* _Given problem 1_
Repeat the stretch of the text on the Silkie from "The Silkie is" through "by Brian Epstein.", switching "pop-folk" to "folk-rock".

##### Given text

The Silkie is known almost solely for their hit cover of the Lennon-McCartney song "You've Got to Hide Your Love Away," which made the Top Ten in 1965 (and, curiously, only made the bottom of the Top 30 in their native Britain). The song, which had appeared on the Beatles' Help! album (and in their Help! film) just before the Silkie had a hit with it, was one of the Beatles' most Dylan-influenced recordings. The Silkie gave it a somewhat more pop-folk treatment, complete with male-female harmonies, its prospects boosted by a Lennon-McCartney production credit. The Beatles connection didn't end there, as they were also managed, somewhat indirectly, by Brian Epstein.
The Silkie was a quartet of Hull University students: Ivor Aylesbury (guitar), Kevin Cunningham (bass), Mike Ramsden (guitar), and Sylvia Tatler (vocals). According to Ray Coleman's Brian Epstein biography, The Man Who Made the Beatles, they were signed by Epstein after they sent a tape to him, although he appointed one of his assistants, Alistair Taylor, as their manager. Three of the Beatles were involved in the Silkie's "You've Got to Hide Your Love Away" cover, as Paul McCartney contributed vocals and possibly guitar; George Harrison added percussion via guitar taps and tambourine; and John Lennon, according to the Beatles Undercover book that documents the group's appearances on other records, did most of the producing, although McCartney is sometimes credited as co-producer with Lennon.

##########

* _Given problem 2_
Reproduce only the stretch of the records from the line that contains "Locate the gravel" through the line that contains "[[347, 117]]", with the requests included and the pictures left out. Rescale every point coordinate in the answers by multiplying it by 1.3 and rounding to a whole number, with halves rounded up.

##### Supplied data

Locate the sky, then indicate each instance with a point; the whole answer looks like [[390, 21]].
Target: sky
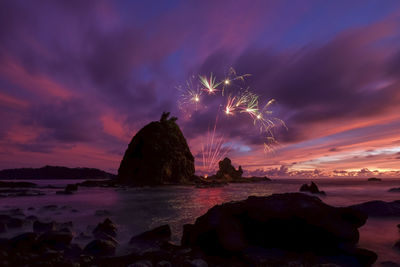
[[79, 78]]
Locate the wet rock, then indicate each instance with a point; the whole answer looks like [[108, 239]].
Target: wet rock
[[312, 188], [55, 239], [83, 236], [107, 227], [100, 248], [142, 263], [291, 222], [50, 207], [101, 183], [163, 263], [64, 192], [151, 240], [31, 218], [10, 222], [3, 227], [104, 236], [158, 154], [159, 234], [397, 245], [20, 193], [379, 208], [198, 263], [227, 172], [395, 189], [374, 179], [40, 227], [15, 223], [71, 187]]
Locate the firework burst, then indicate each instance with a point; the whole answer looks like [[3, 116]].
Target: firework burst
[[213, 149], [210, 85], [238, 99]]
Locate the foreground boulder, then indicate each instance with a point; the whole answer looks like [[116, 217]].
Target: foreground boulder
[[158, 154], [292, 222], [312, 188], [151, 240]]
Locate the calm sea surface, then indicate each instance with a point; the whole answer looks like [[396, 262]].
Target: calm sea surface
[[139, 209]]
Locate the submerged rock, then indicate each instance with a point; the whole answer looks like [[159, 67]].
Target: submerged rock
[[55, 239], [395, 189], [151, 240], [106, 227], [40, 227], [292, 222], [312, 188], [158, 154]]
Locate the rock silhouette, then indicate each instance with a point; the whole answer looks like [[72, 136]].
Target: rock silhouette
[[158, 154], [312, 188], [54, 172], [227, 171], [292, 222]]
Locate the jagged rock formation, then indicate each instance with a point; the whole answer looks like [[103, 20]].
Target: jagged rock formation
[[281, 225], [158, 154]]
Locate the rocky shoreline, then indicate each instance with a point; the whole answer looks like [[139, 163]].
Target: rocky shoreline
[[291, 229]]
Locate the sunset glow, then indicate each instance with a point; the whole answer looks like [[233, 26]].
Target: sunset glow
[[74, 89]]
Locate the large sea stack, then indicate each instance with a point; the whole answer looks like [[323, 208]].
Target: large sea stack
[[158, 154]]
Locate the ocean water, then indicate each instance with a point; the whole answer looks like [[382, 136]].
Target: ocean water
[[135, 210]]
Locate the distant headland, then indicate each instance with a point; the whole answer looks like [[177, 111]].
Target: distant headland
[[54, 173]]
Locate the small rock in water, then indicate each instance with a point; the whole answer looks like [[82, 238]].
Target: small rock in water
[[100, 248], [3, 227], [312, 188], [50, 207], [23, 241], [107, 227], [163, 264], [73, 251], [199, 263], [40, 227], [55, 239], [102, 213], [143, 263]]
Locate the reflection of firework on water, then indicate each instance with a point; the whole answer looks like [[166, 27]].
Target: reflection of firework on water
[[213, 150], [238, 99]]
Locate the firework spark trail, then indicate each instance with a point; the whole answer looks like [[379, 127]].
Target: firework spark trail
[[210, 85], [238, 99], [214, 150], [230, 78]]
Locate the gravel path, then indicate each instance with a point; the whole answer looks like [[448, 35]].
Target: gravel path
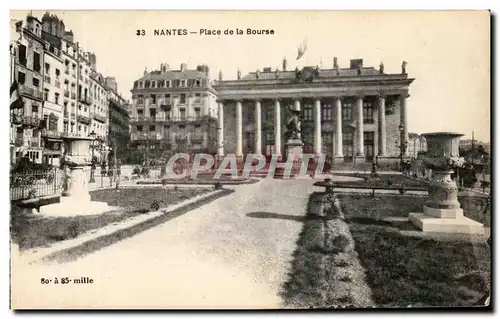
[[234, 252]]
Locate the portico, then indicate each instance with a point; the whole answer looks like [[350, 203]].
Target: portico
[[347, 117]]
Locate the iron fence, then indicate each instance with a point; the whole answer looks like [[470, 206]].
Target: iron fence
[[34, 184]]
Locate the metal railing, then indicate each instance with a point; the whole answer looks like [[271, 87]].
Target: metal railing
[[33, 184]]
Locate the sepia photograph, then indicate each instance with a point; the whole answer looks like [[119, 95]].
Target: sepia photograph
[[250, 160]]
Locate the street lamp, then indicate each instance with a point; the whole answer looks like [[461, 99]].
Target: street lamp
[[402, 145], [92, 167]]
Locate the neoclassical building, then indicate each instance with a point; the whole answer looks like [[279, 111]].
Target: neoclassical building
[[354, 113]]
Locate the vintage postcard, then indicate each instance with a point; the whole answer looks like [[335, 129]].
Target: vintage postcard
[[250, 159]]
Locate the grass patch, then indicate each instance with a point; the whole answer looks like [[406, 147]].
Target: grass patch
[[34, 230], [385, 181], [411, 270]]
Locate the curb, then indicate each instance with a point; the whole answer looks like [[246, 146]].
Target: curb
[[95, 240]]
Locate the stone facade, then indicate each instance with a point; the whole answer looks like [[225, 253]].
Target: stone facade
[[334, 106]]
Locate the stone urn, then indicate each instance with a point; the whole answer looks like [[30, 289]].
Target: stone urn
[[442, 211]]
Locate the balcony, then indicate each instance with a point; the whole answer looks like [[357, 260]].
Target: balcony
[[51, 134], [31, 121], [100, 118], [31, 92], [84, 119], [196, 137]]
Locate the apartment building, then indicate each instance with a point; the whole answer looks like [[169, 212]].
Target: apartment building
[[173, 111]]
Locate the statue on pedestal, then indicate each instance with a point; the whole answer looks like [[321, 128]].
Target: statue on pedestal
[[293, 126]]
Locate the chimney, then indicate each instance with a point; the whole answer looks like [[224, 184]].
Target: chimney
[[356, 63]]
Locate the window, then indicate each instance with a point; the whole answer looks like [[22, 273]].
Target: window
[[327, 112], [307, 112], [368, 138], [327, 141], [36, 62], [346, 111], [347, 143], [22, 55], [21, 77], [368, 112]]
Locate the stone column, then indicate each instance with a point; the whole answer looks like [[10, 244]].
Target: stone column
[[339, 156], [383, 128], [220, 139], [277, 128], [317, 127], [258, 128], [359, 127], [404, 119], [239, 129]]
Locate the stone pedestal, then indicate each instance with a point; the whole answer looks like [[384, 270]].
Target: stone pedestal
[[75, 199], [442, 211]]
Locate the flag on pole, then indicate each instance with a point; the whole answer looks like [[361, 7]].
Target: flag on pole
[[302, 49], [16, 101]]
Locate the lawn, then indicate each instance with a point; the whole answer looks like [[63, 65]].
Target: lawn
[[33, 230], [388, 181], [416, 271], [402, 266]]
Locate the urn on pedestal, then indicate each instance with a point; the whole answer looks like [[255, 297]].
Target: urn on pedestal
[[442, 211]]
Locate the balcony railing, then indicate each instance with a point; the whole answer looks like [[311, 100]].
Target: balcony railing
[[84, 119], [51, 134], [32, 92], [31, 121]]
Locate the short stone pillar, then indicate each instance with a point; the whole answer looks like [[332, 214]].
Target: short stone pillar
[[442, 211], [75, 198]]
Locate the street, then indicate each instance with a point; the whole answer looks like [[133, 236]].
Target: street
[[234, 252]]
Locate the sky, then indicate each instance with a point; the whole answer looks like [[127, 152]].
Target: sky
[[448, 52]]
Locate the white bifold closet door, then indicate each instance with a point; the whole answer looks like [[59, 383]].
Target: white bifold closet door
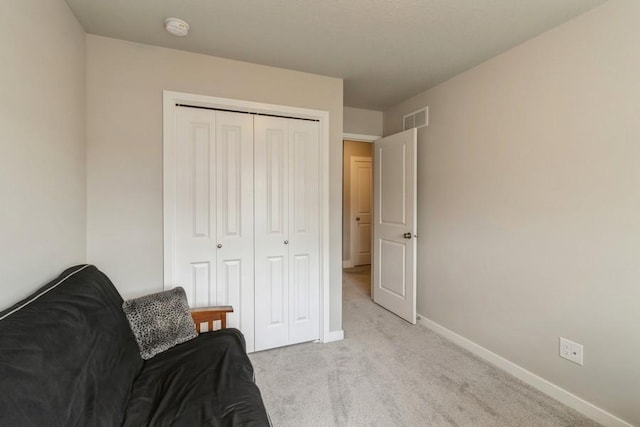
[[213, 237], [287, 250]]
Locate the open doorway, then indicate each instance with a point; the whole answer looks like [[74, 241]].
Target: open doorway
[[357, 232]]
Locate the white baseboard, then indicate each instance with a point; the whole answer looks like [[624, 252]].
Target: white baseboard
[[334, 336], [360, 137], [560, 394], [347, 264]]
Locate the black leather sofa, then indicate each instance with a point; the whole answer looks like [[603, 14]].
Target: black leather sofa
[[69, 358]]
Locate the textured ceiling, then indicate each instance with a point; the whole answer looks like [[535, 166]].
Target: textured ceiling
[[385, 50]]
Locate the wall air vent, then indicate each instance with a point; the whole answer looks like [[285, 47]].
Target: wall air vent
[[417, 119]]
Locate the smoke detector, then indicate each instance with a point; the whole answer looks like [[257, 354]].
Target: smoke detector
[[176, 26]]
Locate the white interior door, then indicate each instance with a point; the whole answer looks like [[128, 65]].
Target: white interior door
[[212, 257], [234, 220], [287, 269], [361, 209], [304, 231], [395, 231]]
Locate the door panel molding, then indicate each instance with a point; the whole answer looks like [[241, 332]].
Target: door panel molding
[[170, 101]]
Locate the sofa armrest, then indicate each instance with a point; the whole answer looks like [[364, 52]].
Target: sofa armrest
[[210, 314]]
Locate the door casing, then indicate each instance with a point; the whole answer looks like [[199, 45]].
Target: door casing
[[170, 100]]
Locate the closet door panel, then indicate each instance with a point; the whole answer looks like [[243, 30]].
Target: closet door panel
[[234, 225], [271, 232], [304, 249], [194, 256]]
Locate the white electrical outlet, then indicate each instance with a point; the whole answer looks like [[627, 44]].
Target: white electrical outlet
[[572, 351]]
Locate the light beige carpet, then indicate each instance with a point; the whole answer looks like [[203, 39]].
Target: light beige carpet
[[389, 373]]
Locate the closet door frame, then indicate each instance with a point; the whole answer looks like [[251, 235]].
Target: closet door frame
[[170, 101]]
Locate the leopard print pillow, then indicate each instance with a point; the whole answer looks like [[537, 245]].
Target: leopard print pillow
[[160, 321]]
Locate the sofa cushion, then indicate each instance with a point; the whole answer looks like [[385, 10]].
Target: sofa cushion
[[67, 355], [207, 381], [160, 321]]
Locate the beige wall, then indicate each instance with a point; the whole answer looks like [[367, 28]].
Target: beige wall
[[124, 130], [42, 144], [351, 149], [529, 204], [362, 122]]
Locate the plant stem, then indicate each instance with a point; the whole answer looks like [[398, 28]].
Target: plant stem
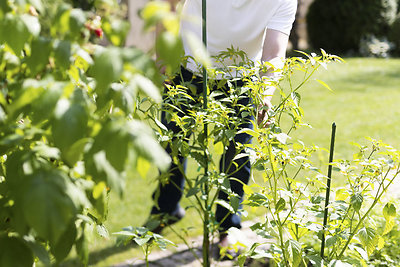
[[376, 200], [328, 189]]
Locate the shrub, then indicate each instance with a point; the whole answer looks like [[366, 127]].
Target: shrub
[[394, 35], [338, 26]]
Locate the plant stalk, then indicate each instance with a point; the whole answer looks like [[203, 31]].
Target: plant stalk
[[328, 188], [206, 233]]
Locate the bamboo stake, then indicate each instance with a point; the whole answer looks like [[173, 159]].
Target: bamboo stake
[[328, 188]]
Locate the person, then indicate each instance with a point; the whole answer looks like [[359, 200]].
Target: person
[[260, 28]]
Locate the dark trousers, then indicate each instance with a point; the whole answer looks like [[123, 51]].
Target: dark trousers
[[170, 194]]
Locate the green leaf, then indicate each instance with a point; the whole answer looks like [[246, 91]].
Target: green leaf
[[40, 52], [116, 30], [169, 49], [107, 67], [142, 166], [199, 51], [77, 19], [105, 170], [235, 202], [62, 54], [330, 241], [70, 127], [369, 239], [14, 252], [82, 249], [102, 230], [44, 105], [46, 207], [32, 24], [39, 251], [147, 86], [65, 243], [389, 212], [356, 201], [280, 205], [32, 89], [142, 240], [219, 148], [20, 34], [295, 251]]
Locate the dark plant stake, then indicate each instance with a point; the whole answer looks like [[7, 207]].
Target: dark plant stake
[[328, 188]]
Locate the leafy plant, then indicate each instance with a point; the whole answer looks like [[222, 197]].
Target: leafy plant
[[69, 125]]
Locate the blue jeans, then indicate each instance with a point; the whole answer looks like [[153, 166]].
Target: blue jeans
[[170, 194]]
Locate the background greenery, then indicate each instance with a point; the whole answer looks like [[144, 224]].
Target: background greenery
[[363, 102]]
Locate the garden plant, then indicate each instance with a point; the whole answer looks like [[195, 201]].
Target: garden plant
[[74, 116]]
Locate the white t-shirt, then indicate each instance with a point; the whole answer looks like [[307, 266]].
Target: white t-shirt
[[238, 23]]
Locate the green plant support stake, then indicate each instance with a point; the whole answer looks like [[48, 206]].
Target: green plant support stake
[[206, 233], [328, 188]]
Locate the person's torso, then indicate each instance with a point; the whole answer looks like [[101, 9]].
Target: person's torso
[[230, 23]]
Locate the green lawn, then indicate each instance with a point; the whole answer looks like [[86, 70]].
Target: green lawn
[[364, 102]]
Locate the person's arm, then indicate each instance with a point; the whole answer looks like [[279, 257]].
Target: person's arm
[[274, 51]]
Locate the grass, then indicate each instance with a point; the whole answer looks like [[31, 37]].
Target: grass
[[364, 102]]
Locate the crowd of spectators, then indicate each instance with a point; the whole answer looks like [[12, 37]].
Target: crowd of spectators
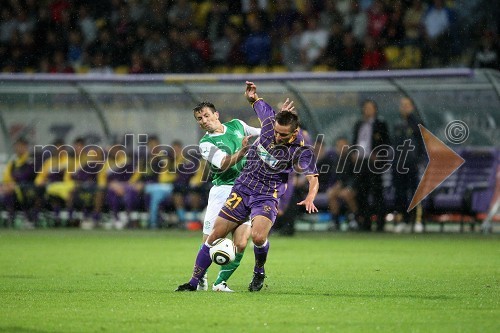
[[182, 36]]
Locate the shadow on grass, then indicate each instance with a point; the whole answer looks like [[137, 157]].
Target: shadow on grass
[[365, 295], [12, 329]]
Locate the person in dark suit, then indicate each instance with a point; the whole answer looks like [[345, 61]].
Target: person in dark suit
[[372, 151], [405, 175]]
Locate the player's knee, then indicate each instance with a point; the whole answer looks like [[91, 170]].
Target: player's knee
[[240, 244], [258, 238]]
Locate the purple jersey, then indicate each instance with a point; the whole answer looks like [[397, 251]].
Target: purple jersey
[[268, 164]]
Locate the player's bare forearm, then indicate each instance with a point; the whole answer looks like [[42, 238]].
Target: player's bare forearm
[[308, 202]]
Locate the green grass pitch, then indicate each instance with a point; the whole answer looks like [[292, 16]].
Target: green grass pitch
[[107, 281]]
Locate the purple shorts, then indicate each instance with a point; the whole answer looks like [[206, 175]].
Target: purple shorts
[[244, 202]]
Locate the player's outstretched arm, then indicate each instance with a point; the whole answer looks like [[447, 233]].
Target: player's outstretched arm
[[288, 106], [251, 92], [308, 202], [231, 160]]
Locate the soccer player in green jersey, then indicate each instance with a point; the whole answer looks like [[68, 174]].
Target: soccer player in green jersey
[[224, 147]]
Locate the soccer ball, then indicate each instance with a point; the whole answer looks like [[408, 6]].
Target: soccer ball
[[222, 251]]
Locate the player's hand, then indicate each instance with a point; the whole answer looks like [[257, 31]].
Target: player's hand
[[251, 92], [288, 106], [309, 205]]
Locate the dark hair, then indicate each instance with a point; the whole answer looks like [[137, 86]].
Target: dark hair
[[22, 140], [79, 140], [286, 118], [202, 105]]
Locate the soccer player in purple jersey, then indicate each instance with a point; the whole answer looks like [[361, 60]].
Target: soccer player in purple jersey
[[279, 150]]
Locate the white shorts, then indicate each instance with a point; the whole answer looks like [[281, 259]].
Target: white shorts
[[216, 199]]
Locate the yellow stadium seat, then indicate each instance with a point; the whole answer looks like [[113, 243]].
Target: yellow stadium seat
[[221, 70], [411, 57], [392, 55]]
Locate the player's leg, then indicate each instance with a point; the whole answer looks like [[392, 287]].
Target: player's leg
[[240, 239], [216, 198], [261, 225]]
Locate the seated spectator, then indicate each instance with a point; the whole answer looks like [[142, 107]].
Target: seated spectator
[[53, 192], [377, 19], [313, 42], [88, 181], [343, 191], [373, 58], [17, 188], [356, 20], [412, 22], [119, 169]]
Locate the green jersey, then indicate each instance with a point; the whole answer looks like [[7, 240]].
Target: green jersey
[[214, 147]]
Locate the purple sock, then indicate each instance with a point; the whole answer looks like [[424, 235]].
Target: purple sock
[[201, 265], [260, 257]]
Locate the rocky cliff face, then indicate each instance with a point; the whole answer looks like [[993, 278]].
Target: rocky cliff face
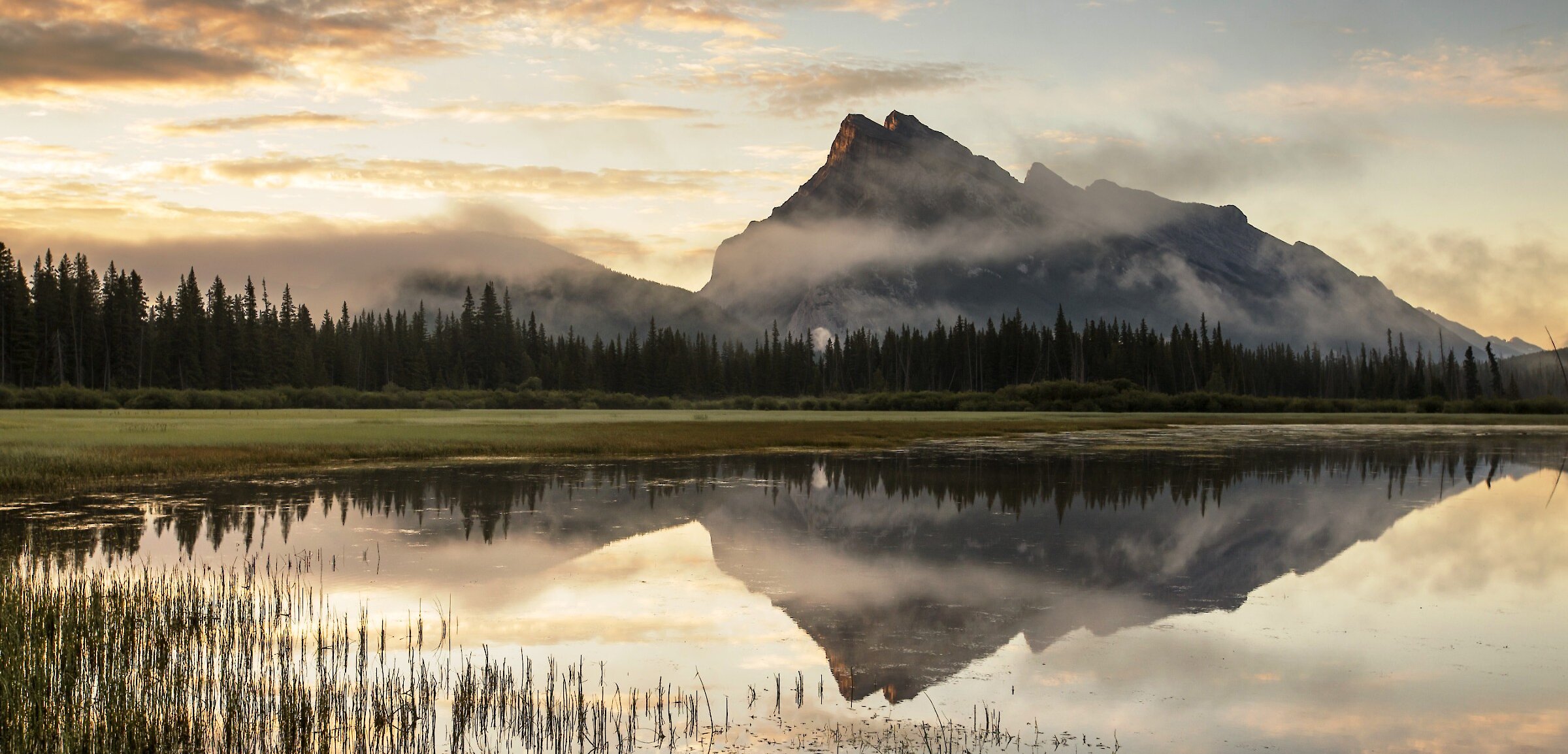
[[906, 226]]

##########

* _Final answer 1_
The Silkie is known almost solely for their hit cover of the Lennon-McCartney song "You've Got to Hide Your Love Away," which made the Top Ten in 1965 (and, curiously, only made the bottom of the Top 30 in their native Britain). The song, which had appeared on the Beatles' Help! album (and in their Help! film) just before the Silkie had a hit with it, was one of the Beatles' most Dylan-influenced recordings. The Silkie gave it a somewhat more folk-rock treatment, complete with male-female harmonies, its prospects boosted by a Lennon-McCartney production credit. The Beatles connection didn't end there, as they were also managed, somewhat indirectly, by Brian Epstein.

* _Final answer 2_
Locate the gravel path, then indicate each instance with a point; the whole answer looks like [[448, 35]].
Target: gravel path
[[304, 328]]
Locate the portico, then indicate each instance with a point; the whole answer looks like [[350, 203]].
Target: portico
[[451, 152]]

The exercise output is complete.